Tareas escritas:
1. ¿Cómo se traduce al inglés esta oración del texto sobre lo nuevo y lo viejo: «Nuestra época fuerza a reflexionar por la naturaleza de lo nuevo: de dónde viene, en primer lugar, pero sobre todo en qué y cómo se diferencia de lo viejo.»?
2. Prosigue el texto sobre lo nuevo y lo viejo a partir de su última oración.

Texto del documento:
*****

Algo de ello ocurre, por ejemplo, cuando en este cumplido primer cuarto de siglo nos detenemos a observar como la democracia se desmorona y todo lo sólido se desvanece en el aire. Porque entonces constatamos que no hay nada auténticamente nuevo bajo el sol dado que todo esto resulta, más bien, la crónica de una muerte anunciada. Y si hoy resulta tanto más sencillo imaginar el fin del mundo que el fin del capitalismo, no es porque nuestra capacidad para la esperanza haya muerto sino, al contrario, solo porque lo nuevo hoy exige asomarse a un abismo.
Nuestra época fuerza a reflexionar por la naturaleza de lo nuevo: de dónde viene, en primer lugar, pero sobre todo en qué y cómo se diferencia de lo viejo. Obviamente, tampoco sería ésta una reflexión propiamente nueva: comienza ya en el Renacimiento como una valoración de la antigüedad clásica en contra del oscurantismo feudal, y se retoma a comienzos del pasado siglo como una puesta en cuestión de la Modernidad para extremarla y resolver sus contradicciones.

*****

Material recopilado:
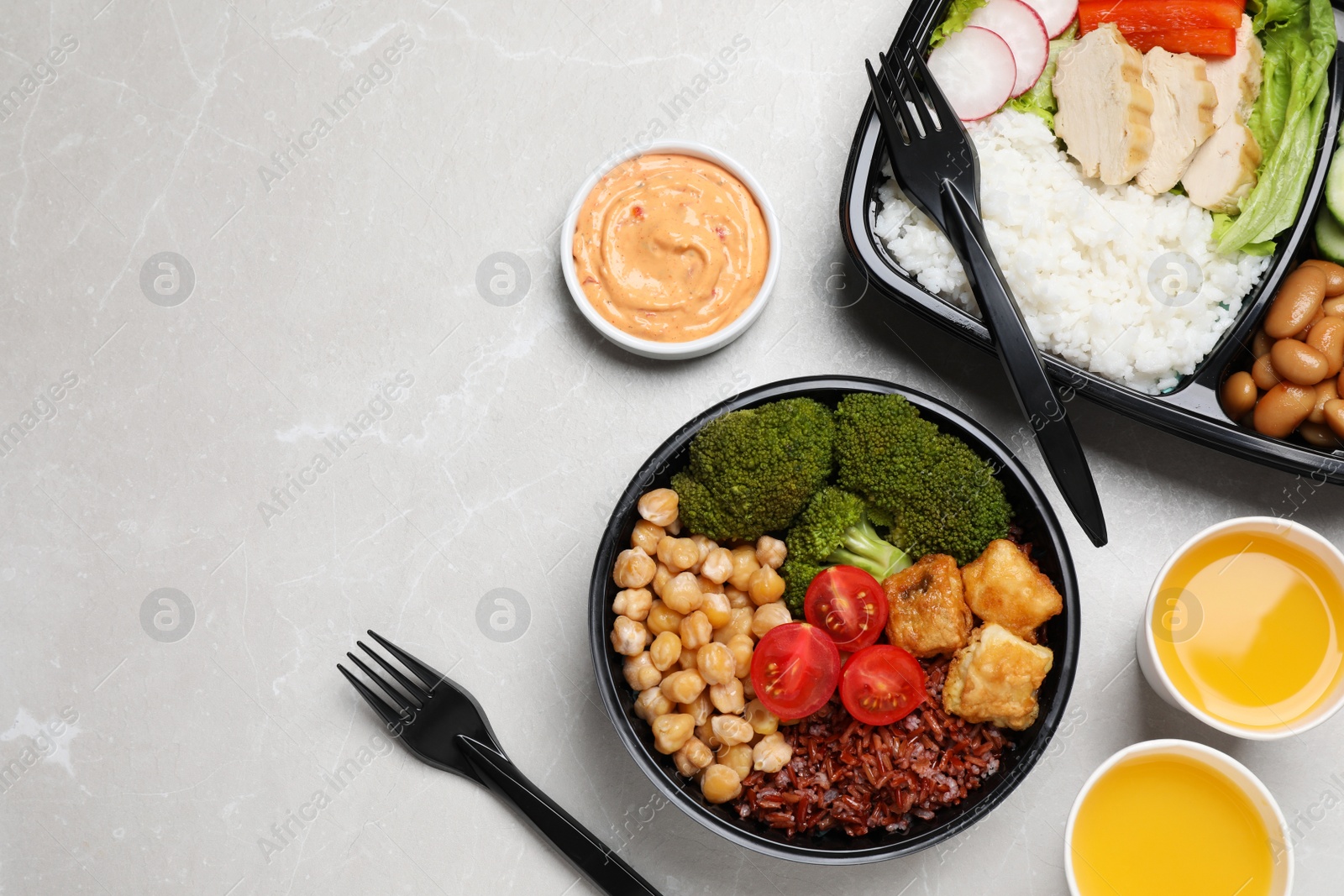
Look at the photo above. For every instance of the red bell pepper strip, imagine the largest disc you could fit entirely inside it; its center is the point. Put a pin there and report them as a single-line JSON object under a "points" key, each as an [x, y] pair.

*****

Resultados del ejercicio:
1. Our era forces us to reflect on the nature of the new: where it comes from, in the first place, but above all in what way and how it differs from the old.

2.
La novedad que este siglo presenta es volver a pensar lo nuevo sin vestirlo, esta vez, ni de una recuperación de lo clásico ni de una superación de las contradicciones de lo actual. Se trata en nuestro caso, por lo tanto, de un verdadero repartir y dar de nuevo propiamente inhumano, pues consiste en dejar de concebir a lo nuevo como una venganza contra lo viejo para comenzar a entenderlo como un gesto mesiánico de apertura incondicional. Y si dicho gesto califica como inhumano se debe a que supone un acto de resistencia a la pregunta qué hacer, que es la más tradicional de la política, para descubrir así en la espera como tal una auténtica forma de emancipación.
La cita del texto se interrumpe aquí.